_Selected passage_.
■ ■ ■ ■

# Cubing Classic 2016 (Melbourne) at Arnold Classic Australia



## TimMc (Feb 21, 2016)

Hi all,

Arnold Classic Australia have kindly offered to host us in the Plenary Foyer at the Melbourne Exhibition and Convention Centre.

*Cubing Classic 2016*

*Date:* 19th and 20th of March 2016 (Saturday and Sunday)

*Time:* 10am to 5pm

*Events:* 2-7, OH, BF, Pyra, Skewb

*Registration:* http://www.speedcubing.com.au/CubingClassic2016/

Online payment is required for registration to be processed.

There's a maximum limit of 100 competitors. Registration will close on the 13th of March or when the limit is reached.

Competitors will get a wristband and have access to the expo.

Spectators can enter the Plenary Foyer for free and watch the competition. Please note that space will be limited, so do not leave your bags and puzzles unattended.

Happy cubing,
Tim.


----------



## Dene (Feb 21, 2016)

Yay great to have this one announced finally. And yay prepayment!


----------



## ottozing (Feb 21, 2016)

Tentative Sq1 <3 Ur da best


----------



## hamfaceman (Feb 21, 2016)

Looking forward to this SOOOOOO much.


----------



## TimMc (Feb 21, 2016)

hamfaceman said:


> Looking forward to this SOOOOOO much.



Just a friendly reminder that registration won't be approved if payment hasn't been made through PayPal. 

Tim.


----------



## OLLiver (Feb 21, 2016)

■ ■ ■ ■

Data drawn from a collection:

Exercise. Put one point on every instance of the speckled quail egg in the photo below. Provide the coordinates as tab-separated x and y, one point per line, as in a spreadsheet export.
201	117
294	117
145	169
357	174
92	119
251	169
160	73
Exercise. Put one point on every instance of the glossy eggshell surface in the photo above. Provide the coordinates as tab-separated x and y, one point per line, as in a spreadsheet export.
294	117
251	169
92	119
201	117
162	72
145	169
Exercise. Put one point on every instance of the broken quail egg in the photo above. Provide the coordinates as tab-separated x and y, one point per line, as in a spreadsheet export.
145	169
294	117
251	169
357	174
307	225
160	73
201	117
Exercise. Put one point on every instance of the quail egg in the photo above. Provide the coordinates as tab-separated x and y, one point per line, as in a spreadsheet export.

■ ■ ■ ■

_Problem description_. Please write the next part of the Cubing Classic 2016 forum thread above the records, picking up after its final line.

_Exercise output_.
woohoo registered!
Time to finish ZBLL and practice 3x3 and 4x4 now


----------



## RhysC (Feb 21, 2016)

Yee mega plz? Official average would be nice


----------



## Tim Major (Feb 24, 2016)

Will the schedule have typical first rounds Saturday finals Sunday? Would only be able to come Sunday


----------



## Dene (Feb 24, 2016)

Tim Major said:


> Will the schedule have typical first rounds Saturday finals Sunday? Would only be able to come Sunday



Yea I don't plan on doing anything unusual for this one.


----------



## Tim Major (Feb 26, 2016)

Dene said:


> Yea I don't plan on doing anything unusual for this one.



Alright, well I'll see if I'll get the Saturday off, but I'll probably just come and hang out on Sunday


----------



## Dene (Feb 26, 2016)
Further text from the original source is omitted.